WRITTEN TASK 1 =
Answer the following from the calorimetry thread.
(a) How many grams of water does the calorimeter contain?
(b) What final temperature is reached in the calorimeter?
(c) According to Answer 2, what heat transfer will Q represent?

TEXT UNDER STUDY =
----------------

Question

42.5 grams of an unknown substance is heated to 105.0 degrees Celsius and then placed into a calorimeter containing 110.0 grams of water at 24.2 degrees Celsius. If the final temperature reached in the calorimeter is 32.4 degrees Celsius, what is the specific heat of the unknown substance? Show or explain the work needed to solve this problem, and remember that the specific heat capacity of water is 4.18 J/(°C x g).

Answer 1

@ganeshie8

Answer 2

Use \[Q=m*c*\Delta(T)\]
We heated Water using the unknown susbtance
C=specific heat capacity of water (4.18 J g-1 °C-1),
m = mass of water heated (kg),
DeltaT = change in temperature of the water (°C)
Q will represent the heat transferred from the 42.5 g of the unknown substance to Water.

Answer 3

a rise in temperature is realized to Water but a decrease in temperature of unknown Substance.

Answer 4

I dont understand

Answer 5

When the heated 42.5 substance was placed heat energy was transferred to water and lead to a rise in the water's temperature. we calculate the quantity of heat transferred using the equation above

Answer 6

How do i do the work

Answer 7

plug in your givens mass of water=110 specific heat capcity of water is 4.18 and Delta T=(final Temp-Initial Temp)=(32.4-24.2))

----------------

Dataset excerpts =
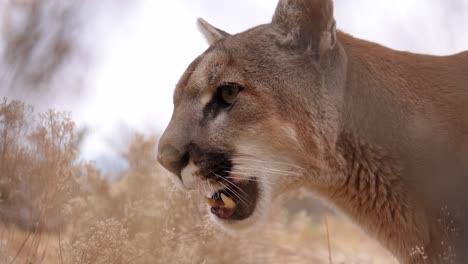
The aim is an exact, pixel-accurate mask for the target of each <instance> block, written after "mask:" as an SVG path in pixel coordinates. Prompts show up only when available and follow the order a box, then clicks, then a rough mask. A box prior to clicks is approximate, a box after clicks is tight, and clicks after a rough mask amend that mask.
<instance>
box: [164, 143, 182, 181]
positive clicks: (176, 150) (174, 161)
mask: <svg viewBox="0 0 468 264" xmlns="http://www.w3.org/2000/svg"><path fill="white" fill-rule="evenodd" d="M158 161H159V162H160V163H161V165H162V166H163V167H164V168H166V170H168V171H170V172H172V173H174V174H175V175H178V176H179V177H180V172H181V170H182V169H183V168H184V167H185V166H186V165H187V161H188V155H187V154H186V153H182V152H180V151H179V150H177V149H176V148H174V147H173V146H171V145H168V144H167V145H164V146H162V148H161V149H159V151H158Z"/></svg>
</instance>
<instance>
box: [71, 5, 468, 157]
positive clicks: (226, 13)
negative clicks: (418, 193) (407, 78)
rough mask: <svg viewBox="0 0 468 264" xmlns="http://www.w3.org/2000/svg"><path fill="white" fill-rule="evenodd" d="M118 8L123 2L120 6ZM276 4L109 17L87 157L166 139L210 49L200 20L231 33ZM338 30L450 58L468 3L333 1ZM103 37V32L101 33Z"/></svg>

----------------

WRITTEN TASK 2 =
Reproduce the lines of the records from the line that contains "</instance>" through the end of the records, inclusive.

FINAL ANSWER 1 =
(a) 110.0 grams
(b) 32.4 degrees Celsius
(c) The heat transferred from the 42.5 g of the unknown substance to the water

FINAL ANSWER 2 =
</instance>
<instance>
box: [71, 5, 468, 157]
positive clicks: (226, 13)
negative clicks: (418, 193) (407, 78)
rough mask: <svg viewBox="0 0 468 264" xmlns="http://www.w3.org/2000/svg"><path fill="white" fill-rule="evenodd" d="M118 8L123 2L120 6ZM276 4L109 17L87 157L166 139L210 49L200 20L231 33ZM338 30L450 58L468 3L333 1ZM103 37V32L101 33Z"/></svg>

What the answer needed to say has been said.